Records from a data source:
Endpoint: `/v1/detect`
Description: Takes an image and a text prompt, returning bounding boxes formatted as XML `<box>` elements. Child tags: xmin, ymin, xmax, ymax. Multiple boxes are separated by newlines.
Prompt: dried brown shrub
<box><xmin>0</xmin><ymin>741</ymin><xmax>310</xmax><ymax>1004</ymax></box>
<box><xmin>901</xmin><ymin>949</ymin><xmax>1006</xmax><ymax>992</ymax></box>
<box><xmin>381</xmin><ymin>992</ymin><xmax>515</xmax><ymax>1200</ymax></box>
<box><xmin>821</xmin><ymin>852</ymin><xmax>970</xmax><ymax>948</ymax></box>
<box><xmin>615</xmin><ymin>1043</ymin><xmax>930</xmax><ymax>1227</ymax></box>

Task objective: Word for word, retype each record.

Answer to this problem:
Endpoint: `/v1/detect`
Description: Takes an image and a text prompt, returning bounding boxes formatted as XML `<box>` elements. Child tags: xmin, ymin, xmax, ymax. Multiple boxes are separated by newlines.
Prompt: dried brown shrub
<box><xmin>0</xmin><ymin>741</ymin><xmax>310</xmax><ymax>1004</ymax></box>
<box><xmin>901</xmin><ymin>949</ymin><xmax>1006</xmax><ymax>992</ymax></box>
<box><xmin>381</xmin><ymin>992</ymin><xmax>515</xmax><ymax>1200</ymax></box>
<box><xmin>821</xmin><ymin>852</ymin><xmax>970</xmax><ymax>948</ymax></box>
<box><xmin>615</xmin><ymin>1043</ymin><xmax>930</xmax><ymax>1227</ymax></box>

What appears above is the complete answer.